======== SUPPLIED MATERIAL ========

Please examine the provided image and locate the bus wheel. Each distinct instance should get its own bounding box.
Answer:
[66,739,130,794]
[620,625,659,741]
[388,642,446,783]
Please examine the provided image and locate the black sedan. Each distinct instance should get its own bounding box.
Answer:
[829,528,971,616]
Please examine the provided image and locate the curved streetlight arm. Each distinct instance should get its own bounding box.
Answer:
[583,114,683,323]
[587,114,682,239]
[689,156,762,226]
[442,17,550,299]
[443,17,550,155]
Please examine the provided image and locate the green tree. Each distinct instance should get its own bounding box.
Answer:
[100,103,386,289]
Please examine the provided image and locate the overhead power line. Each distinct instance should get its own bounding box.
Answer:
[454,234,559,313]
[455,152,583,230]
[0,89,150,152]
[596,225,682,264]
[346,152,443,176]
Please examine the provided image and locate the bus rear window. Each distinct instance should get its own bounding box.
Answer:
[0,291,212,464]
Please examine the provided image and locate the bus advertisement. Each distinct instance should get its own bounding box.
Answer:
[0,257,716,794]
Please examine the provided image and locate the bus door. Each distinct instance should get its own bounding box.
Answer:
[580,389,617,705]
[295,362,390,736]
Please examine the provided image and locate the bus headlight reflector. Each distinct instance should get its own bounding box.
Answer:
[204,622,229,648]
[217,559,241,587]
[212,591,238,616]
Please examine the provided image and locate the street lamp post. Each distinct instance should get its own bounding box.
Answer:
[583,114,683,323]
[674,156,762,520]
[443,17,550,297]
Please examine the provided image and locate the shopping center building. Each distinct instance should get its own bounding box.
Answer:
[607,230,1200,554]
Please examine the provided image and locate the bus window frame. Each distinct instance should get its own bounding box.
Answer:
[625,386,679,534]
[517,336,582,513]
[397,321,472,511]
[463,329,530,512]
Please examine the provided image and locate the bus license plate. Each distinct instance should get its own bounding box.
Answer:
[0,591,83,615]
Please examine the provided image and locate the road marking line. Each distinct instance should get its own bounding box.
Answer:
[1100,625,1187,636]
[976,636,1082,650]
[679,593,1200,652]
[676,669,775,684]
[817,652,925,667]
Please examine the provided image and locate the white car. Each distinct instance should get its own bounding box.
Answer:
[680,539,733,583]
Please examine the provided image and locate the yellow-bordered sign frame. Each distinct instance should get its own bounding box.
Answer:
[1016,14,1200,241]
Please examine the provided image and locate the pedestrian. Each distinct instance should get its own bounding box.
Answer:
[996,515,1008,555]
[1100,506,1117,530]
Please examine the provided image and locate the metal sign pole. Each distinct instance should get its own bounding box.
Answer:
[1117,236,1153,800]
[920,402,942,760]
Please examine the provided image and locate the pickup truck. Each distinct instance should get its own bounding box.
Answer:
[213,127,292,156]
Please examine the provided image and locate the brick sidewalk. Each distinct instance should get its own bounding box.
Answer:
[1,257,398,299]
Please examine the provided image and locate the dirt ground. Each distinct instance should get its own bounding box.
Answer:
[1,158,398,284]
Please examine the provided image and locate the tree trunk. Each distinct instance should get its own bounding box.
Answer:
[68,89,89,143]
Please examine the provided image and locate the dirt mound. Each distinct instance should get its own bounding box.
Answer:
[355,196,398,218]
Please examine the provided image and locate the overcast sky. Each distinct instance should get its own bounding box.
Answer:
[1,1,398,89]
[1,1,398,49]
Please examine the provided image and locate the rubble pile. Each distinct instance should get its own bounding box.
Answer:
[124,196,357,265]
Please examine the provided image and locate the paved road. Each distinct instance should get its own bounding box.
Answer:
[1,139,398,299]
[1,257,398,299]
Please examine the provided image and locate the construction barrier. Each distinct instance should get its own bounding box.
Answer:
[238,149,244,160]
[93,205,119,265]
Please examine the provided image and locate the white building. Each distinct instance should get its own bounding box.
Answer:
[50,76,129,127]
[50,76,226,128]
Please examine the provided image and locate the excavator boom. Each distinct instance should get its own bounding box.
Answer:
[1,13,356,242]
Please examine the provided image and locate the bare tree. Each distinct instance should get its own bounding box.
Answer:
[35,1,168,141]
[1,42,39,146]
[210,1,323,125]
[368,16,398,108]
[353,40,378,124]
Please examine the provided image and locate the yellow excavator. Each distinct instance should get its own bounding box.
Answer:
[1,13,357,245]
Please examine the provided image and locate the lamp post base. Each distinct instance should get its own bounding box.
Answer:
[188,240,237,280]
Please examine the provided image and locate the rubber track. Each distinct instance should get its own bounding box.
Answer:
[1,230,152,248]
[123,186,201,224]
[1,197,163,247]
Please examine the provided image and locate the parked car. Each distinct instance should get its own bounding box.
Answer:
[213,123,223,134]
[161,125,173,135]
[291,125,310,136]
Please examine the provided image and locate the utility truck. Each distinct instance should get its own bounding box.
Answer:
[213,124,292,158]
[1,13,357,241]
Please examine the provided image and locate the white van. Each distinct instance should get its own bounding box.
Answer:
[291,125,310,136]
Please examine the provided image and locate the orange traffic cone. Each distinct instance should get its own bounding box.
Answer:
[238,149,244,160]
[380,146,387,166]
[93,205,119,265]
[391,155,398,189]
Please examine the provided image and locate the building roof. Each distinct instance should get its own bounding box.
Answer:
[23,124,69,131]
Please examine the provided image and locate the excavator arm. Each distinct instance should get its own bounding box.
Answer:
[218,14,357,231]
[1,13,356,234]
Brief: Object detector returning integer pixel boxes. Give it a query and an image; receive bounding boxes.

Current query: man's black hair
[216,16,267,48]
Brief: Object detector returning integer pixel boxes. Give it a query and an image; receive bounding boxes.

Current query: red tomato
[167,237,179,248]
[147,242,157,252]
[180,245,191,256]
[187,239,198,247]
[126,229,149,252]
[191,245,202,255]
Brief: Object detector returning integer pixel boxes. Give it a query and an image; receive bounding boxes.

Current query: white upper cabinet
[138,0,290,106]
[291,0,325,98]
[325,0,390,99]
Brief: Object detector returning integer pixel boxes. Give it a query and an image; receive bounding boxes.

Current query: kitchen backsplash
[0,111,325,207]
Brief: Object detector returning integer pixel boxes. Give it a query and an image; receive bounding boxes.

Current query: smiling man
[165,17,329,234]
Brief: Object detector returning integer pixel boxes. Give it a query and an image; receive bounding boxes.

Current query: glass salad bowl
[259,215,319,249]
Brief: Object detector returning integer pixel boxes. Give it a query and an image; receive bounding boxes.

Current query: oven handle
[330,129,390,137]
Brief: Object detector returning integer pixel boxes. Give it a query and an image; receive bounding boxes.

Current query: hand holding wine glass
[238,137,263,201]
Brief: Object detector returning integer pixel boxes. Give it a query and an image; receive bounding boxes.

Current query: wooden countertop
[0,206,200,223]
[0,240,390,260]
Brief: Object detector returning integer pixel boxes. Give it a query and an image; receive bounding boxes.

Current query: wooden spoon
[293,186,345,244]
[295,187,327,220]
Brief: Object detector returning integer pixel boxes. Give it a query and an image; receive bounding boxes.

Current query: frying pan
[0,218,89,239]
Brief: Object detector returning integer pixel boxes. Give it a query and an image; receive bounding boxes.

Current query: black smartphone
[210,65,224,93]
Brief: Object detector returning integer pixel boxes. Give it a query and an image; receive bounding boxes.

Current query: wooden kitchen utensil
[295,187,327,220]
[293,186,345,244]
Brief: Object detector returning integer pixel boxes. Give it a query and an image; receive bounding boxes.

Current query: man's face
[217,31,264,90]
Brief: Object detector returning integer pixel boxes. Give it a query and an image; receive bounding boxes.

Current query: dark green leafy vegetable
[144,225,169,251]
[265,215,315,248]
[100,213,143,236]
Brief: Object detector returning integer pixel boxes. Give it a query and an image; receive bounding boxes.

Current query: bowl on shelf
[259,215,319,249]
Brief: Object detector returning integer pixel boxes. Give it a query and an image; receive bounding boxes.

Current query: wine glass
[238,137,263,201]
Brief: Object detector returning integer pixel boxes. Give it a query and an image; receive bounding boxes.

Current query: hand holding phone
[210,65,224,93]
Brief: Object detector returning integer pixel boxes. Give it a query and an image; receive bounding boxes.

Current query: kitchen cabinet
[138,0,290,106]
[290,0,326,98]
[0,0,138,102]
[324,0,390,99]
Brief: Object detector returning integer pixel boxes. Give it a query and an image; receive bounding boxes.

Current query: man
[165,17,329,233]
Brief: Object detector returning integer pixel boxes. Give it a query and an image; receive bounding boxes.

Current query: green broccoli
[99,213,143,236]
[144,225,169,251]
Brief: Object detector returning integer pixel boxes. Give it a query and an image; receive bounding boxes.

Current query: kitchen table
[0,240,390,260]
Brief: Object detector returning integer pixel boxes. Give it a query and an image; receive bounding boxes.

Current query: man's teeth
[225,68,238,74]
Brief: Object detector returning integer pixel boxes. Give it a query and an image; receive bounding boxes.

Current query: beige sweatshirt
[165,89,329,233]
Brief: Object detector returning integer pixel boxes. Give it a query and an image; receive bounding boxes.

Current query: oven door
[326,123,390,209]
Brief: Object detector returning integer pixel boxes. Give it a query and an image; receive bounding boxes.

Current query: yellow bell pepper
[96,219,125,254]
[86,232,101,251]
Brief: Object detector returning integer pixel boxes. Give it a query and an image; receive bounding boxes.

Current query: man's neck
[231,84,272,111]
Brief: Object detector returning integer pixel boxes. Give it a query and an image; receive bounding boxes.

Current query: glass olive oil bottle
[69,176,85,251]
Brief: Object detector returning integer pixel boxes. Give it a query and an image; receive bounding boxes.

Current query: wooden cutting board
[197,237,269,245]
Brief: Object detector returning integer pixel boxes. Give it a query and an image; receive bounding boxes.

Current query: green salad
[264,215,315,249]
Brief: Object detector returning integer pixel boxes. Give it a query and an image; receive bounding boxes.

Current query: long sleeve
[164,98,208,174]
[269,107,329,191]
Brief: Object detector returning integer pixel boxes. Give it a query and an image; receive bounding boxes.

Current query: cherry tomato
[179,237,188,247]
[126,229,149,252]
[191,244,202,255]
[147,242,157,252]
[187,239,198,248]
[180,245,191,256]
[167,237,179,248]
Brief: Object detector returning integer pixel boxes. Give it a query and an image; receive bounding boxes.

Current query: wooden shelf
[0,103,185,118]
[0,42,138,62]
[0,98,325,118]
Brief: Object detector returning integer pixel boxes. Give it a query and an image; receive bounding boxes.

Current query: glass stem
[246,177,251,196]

========

# WRITTEN REQUEST:
Can you rescale the listing, starting at its first line and ending at the line containing "[443,17,550,155]", by writing out all of those lines with their wording unchanged and every bounding-box coordinate multiplied by 1.5 and rounded to a whole number, halves up? Give only those lines.

# EXPECTED OUTPUT:
Please examine the provided image and locate the bus wheel. Each distinct instance should get its own bounding box.
Answer:
[99,1109,195,1191]
[930,938,989,1112]
[582,963,669,1175]
Please examine the provided image and locate the black sedan. Each distinct instance should get its own bounding box.
Answer:
[1244,792,1457,924]
Please examine the provided image and locate the curved streetlight arm. Each distinct instance should get its own bounding box.
Answer:
[875,171,1025,485]
[881,171,1023,359]
[1034,234,1143,339]
[663,26,825,449]
[665,26,825,233]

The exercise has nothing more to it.